The records below are to be output exactly, except for their pictures.

*** Opening Source data ***

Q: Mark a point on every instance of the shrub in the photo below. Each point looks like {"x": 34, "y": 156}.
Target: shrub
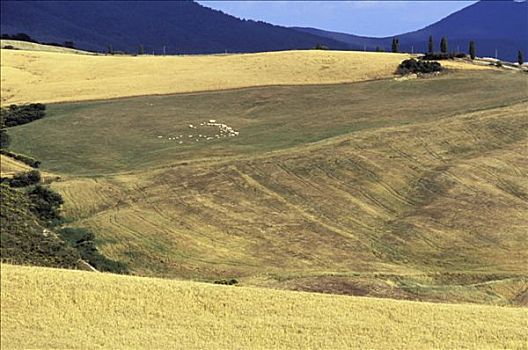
{"x": 20, "y": 157}
{"x": 413, "y": 66}
{"x": 83, "y": 241}
{"x": 228, "y": 282}
{"x": 17, "y": 115}
{"x": 437, "y": 56}
{"x": 45, "y": 203}
{"x": 4, "y": 138}
{"x": 25, "y": 179}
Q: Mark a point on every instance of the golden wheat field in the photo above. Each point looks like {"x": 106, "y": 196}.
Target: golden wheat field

*** Closing Source data ***

- Completed task:
Q: Mark a point on every instance of the shrub in the photo below. Each point looks like {"x": 34, "y": 156}.
Target: shrub
{"x": 20, "y": 157}
{"x": 413, "y": 66}
{"x": 83, "y": 241}
{"x": 228, "y": 282}
{"x": 17, "y": 115}
{"x": 437, "y": 56}
{"x": 45, "y": 203}
{"x": 4, "y": 138}
{"x": 25, "y": 179}
Q: Mark a point on every instance of the golden wheat field in the photo above. Each point looks like {"x": 106, "y": 196}.
Target: golden wheat field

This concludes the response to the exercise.